**PROBLEM DETAILS**
Would you show every line from the records that holds "door"?

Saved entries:
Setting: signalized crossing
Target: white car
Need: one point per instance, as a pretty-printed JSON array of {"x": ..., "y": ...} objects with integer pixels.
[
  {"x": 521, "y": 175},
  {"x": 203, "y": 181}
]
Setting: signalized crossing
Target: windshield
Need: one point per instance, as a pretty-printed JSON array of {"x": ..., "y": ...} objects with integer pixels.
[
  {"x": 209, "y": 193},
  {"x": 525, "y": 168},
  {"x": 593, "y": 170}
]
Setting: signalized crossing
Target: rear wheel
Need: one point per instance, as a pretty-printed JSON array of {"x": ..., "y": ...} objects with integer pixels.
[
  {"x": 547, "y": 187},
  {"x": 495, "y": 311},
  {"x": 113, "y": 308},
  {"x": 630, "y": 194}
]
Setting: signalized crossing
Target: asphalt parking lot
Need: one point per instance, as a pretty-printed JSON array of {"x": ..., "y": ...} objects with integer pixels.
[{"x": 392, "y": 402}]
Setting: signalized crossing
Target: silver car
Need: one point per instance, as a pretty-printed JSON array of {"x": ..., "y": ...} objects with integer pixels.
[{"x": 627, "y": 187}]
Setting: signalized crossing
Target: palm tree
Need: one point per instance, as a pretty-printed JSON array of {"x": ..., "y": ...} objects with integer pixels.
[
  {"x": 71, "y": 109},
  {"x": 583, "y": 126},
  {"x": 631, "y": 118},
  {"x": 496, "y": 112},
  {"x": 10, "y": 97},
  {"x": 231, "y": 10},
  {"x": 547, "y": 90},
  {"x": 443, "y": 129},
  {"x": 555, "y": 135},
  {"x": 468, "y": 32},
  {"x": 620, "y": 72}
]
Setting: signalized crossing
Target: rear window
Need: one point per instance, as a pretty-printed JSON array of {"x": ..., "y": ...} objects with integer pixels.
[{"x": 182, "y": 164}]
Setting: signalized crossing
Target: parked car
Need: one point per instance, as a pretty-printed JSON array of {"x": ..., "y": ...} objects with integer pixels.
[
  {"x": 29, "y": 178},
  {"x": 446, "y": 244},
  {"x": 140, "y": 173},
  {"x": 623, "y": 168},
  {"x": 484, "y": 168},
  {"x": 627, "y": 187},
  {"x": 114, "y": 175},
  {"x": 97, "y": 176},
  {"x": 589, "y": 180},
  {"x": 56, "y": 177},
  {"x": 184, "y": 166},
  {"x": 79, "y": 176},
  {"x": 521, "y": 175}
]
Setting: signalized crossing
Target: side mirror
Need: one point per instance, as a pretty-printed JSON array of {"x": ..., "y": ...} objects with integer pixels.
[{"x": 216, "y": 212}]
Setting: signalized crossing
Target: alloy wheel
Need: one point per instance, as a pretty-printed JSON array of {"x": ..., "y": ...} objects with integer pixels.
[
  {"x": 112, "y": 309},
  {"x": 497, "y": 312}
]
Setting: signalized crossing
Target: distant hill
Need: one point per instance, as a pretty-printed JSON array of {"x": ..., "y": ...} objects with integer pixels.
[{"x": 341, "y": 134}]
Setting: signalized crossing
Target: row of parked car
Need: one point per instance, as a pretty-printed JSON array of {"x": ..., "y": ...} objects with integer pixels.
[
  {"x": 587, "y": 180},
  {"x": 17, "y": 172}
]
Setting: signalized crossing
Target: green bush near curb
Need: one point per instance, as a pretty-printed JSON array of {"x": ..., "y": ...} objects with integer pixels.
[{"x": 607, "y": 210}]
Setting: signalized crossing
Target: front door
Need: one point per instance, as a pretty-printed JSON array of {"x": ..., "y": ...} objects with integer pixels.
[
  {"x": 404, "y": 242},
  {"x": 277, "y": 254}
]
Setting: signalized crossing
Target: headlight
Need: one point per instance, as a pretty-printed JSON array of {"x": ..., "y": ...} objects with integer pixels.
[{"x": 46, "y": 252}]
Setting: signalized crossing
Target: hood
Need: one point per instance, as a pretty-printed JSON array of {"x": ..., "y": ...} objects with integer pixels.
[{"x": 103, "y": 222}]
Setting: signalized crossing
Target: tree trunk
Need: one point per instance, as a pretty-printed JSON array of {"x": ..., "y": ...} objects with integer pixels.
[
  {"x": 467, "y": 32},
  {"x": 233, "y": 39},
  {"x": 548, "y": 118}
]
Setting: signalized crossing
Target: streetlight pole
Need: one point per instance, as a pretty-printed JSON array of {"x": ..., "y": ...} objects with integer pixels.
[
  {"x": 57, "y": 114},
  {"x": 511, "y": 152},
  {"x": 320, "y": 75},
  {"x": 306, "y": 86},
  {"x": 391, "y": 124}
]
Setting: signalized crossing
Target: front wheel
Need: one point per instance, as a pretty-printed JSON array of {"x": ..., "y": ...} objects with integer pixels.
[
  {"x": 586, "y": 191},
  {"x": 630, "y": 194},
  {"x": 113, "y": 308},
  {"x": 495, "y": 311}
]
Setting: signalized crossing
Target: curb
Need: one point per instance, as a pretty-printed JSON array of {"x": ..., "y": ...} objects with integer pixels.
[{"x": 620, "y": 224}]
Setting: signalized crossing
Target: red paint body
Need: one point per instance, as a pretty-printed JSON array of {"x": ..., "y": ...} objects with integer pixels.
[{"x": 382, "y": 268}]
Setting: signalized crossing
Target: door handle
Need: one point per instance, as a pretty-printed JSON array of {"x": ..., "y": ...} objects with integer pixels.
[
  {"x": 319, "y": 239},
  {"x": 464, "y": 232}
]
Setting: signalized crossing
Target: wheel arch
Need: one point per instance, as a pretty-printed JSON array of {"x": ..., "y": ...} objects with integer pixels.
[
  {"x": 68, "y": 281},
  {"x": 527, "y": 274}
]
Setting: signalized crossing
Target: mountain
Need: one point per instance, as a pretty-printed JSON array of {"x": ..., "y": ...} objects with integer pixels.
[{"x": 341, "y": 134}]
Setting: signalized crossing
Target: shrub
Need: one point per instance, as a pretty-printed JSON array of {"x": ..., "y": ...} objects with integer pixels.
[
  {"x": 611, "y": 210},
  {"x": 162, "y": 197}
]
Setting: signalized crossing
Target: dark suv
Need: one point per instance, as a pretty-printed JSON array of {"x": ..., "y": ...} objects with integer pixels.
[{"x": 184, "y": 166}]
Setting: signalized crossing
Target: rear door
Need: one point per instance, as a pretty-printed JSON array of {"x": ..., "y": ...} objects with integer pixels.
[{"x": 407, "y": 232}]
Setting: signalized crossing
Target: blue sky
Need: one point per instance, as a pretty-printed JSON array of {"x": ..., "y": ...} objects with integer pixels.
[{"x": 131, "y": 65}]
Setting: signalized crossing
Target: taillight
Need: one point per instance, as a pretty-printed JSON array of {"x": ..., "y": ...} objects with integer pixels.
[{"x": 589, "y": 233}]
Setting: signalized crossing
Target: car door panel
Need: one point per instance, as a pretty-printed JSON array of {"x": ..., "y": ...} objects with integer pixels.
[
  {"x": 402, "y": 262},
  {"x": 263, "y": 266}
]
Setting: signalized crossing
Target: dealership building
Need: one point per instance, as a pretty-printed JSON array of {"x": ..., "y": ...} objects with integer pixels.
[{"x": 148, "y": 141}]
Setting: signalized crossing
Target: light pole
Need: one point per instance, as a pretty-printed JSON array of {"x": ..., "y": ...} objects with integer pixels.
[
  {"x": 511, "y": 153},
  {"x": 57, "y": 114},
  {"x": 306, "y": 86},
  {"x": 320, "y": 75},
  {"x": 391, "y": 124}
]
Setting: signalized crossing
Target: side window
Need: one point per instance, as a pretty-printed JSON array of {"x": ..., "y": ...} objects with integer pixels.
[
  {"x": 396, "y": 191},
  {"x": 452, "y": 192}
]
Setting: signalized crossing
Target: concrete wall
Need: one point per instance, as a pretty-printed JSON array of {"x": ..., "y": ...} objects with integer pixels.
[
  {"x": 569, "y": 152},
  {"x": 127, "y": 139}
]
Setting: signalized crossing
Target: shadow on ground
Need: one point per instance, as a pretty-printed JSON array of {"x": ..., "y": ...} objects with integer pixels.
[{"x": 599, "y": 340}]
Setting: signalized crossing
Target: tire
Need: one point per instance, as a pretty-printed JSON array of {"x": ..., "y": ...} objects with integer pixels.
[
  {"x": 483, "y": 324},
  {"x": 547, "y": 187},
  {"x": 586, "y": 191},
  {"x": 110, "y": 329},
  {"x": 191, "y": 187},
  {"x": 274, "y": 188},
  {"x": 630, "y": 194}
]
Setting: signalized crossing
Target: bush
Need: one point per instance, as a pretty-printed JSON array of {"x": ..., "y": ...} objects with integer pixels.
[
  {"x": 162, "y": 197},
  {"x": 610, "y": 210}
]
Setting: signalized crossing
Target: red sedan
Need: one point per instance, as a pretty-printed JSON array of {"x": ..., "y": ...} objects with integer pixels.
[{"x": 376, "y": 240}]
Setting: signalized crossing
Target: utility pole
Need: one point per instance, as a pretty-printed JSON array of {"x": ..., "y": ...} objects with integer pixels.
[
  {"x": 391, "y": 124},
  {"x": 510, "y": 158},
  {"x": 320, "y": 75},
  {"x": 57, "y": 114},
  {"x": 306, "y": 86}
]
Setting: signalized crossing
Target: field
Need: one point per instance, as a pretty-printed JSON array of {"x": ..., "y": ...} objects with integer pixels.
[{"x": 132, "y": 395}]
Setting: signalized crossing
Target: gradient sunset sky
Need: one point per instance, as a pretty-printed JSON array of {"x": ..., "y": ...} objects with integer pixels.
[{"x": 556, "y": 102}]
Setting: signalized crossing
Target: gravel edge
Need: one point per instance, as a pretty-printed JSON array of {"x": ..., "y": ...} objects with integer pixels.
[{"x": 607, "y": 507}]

**RESPONSE**
Target: front door
Target: door handle
Target: rear door
Target: car door panel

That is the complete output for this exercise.